### WORK TO BE COMPLETED
Report every line below that contains the word "sticker", paying attention to case.
>>>>
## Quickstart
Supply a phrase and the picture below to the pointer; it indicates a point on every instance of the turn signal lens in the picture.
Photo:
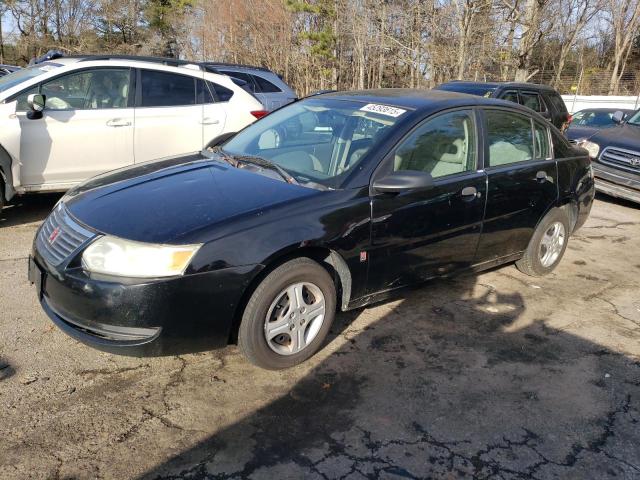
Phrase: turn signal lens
(126, 258)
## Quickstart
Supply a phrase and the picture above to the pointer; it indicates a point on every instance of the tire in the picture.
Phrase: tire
(277, 333)
(547, 246)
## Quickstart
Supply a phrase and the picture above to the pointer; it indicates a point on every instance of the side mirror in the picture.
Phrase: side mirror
(36, 102)
(402, 181)
(618, 116)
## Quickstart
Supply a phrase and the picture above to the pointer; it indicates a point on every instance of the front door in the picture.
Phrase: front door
(427, 232)
(86, 129)
(522, 179)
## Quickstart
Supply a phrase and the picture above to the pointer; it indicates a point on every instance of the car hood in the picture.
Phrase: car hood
(169, 201)
(622, 136)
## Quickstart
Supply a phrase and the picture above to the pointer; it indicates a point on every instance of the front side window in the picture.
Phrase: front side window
(317, 140)
(442, 146)
(164, 89)
(510, 137)
(16, 78)
(86, 90)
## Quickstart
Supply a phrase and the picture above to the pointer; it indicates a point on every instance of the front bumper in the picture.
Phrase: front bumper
(156, 317)
(616, 183)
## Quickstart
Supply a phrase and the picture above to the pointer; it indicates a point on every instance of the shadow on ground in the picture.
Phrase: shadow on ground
(447, 383)
(27, 209)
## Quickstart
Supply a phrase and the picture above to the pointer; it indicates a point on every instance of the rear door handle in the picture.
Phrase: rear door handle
(470, 193)
(118, 122)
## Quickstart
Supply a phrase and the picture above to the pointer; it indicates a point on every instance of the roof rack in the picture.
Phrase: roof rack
(171, 62)
(236, 65)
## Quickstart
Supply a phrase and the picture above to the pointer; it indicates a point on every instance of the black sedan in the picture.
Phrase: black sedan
(332, 202)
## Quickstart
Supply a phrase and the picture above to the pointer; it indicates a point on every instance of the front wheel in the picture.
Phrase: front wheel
(547, 246)
(288, 316)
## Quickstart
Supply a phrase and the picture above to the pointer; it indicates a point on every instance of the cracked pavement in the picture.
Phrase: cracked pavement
(495, 375)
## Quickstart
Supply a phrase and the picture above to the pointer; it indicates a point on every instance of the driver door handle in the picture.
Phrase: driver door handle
(209, 121)
(118, 122)
(469, 193)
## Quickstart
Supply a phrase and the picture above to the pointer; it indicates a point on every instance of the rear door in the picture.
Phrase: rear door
(522, 181)
(426, 232)
(87, 127)
(168, 116)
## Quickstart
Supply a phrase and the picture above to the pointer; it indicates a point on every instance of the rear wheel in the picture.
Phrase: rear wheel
(547, 246)
(288, 316)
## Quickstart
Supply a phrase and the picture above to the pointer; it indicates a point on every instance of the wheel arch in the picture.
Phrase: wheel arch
(328, 258)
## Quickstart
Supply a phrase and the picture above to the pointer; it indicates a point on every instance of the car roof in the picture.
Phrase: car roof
(605, 109)
(418, 99)
(498, 84)
(236, 66)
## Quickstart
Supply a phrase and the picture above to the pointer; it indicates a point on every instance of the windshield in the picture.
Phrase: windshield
(13, 79)
(635, 119)
(593, 118)
(316, 140)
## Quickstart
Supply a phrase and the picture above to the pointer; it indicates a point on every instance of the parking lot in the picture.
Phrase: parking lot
(497, 375)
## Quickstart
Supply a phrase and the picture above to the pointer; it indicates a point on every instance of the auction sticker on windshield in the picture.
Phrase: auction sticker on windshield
(383, 109)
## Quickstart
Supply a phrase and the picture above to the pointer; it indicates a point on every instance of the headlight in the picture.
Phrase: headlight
(592, 148)
(115, 256)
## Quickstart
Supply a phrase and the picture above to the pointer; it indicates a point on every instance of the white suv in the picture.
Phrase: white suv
(102, 113)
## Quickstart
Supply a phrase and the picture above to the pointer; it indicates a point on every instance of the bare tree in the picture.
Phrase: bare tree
(624, 16)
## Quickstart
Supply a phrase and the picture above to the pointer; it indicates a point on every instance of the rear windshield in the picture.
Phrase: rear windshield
(28, 73)
(479, 90)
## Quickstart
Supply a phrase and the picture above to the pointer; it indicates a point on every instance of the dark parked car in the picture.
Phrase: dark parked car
(7, 69)
(539, 98)
(332, 202)
(268, 87)
(616, 157)
(585, 123)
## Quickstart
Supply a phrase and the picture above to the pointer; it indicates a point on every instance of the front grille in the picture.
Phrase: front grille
(620, 158)
(60, 236)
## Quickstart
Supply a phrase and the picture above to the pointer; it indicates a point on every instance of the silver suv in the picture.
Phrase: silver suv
(267, 86)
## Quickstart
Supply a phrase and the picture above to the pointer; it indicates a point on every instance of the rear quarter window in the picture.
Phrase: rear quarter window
(265, 86)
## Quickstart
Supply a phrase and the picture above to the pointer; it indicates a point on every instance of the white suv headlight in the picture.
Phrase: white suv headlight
(591, 147)
(126, 258)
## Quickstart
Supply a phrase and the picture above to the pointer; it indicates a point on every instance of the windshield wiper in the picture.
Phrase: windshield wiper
(254, 160)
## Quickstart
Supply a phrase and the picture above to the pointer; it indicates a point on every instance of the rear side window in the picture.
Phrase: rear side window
(511, 96)
(203, 94)
(557, 102)
(223, 93)
(163, 89)
(444, 145)
(242, 76)
(510, 137)
(541, 141)
(533, 101)
(265, 86)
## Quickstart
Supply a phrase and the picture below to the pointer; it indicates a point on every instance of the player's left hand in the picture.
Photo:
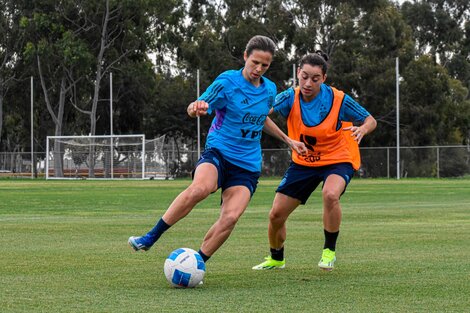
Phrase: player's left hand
(357, 132)
(299, 147)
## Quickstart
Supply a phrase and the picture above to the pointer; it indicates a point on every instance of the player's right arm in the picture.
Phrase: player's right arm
(213, 98)
(197, 108)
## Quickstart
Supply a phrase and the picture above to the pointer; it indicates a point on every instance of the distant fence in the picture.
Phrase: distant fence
(426, 161)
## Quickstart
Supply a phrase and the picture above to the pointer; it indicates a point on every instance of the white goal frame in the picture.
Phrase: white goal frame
(112, 140)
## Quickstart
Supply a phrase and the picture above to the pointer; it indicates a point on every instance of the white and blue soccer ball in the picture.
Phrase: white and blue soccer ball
(185, 268)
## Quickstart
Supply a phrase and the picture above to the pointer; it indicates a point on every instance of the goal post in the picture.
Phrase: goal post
(95, 157)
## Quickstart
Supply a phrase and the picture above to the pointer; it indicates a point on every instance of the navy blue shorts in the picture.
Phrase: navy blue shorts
(229, 174)
(300, 181)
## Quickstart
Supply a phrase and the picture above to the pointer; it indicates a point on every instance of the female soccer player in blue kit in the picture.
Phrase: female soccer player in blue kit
(320, 116)
(241, 100)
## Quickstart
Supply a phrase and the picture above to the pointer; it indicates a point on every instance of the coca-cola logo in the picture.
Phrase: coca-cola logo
(254, 119)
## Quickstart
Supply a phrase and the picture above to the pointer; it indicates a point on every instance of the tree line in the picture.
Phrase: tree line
(155, 47)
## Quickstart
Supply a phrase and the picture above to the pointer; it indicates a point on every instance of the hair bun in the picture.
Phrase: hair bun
(323, 55)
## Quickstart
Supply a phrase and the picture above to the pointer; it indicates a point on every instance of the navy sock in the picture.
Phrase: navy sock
(277, 254)
(330, 240)
(203, 256)
(157, 230)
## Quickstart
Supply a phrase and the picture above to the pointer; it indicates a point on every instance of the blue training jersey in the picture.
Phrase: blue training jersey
(240, 111)
(315, 111)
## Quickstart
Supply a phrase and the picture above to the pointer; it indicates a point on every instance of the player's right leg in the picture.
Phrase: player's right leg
(204, 183)
(283, 206)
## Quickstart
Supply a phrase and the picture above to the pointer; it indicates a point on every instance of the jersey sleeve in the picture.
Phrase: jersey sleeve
(284, 101)
(215, 95)
(351, 111)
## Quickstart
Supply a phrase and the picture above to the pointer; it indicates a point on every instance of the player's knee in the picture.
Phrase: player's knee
(330, 196)
(230, 220)
(198, 193)
(276, 217)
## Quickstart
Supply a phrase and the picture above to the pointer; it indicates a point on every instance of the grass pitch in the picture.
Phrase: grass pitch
(404, 246)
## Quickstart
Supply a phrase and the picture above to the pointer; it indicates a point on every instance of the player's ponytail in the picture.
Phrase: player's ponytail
(318, 58)
(262, 43)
<<<<
### REPLY TO THE TASK
Supply a phrase and the picture above to the pointer; it indicates a point on every instance of the auction sticker on windshield in the picture.
Phrase: auction sticker on windshield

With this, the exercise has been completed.